-- BEGIN --

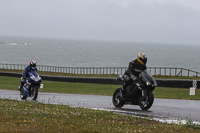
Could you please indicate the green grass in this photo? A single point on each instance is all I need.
(26, 116)
(12, 83)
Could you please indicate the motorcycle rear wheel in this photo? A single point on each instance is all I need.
(148, 102)
(118, 102)
(34, 92)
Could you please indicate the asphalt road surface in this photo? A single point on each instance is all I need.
(165, 109)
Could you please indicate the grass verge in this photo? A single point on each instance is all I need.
(11, 83)
(25, 116)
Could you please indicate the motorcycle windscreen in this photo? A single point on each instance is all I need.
(147, 77)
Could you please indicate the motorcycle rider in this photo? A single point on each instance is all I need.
(29, 68)
(131, 75)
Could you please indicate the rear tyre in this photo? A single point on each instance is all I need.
(148, 102)
(34, 92)
(22, 94)
(117, 100)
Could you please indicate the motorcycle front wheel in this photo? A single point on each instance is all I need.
(148, 102)
(34, 92)
(22, 94)
(117, 100)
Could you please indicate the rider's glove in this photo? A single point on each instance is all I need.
(133, 77)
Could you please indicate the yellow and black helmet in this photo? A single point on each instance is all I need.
(141, 58)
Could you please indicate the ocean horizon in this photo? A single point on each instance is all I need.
(91, 53)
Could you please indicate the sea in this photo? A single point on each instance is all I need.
(90, 53)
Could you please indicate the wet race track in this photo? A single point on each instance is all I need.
(165, 110)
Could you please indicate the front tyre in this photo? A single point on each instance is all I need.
(118, 102)
(148, 102)
(34, 92)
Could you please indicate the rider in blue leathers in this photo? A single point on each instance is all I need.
(29, 68)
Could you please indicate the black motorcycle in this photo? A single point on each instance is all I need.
(30, 88)
(143, 91)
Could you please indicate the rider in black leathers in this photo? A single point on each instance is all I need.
(29, 68)
(131, 75)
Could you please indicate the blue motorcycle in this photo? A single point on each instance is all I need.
(31, 86)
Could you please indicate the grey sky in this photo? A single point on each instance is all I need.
(166, 21)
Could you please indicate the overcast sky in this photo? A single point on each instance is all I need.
(162, 21)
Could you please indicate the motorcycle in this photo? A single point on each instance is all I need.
(143, 91)
(31, 86)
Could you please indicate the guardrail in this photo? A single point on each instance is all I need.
(163, 71)
(177, 83)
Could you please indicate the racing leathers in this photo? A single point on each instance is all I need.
(26, 75)
(131, 76)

-- END --

- _Directive_
Give back exactly the lines beginning at the one with "Could you please indicate the wet" and ending at the final line of the material; both boundary lines belong in it.

- _Completed task_
Could you please indicate the wet race track in this photo? A single point on each instance is all I need.
(165, 110)
Could you please indicate the front tyre in this photo? A single point on each instance is all I need.
(118, 102)
(148, 102)
(34, 92)
Could you please indicate the rider in blue leathers in this photo? A single point on each instance is all I need.
(29, 68)
Could you please indicate the black motorcycle in this photo? A single point on each instance is all I need.
(30, 88)
(143, 91)
Could you please indicate the rider in black leathers in this photo? A single point on each instance is all I need.
(29, 68)
(131, 75)
Could you please indicate the blue motorcycle in this photo? A single point on each instance is all I need.
(31, 86)
Could you please indicate the grey sky in this photo? A single point on each instance is all I need.
(166, 21)
Could you please indicate the overcast sky in this photo? A single point on each instance is all I need.
(162, 21)
Could you please indicate the motorcycle in this photo? A single point on each instance is all I need.
(143, 91)
(31, 86)
Could you please indicate the guardrail in this photo? A single point on each instance is all I need.
(163, 71)
(177, 83)
Could you please indicate the racing leathers in this photo? A single point on each instance is all I need.
(26, 75)
(131, 76)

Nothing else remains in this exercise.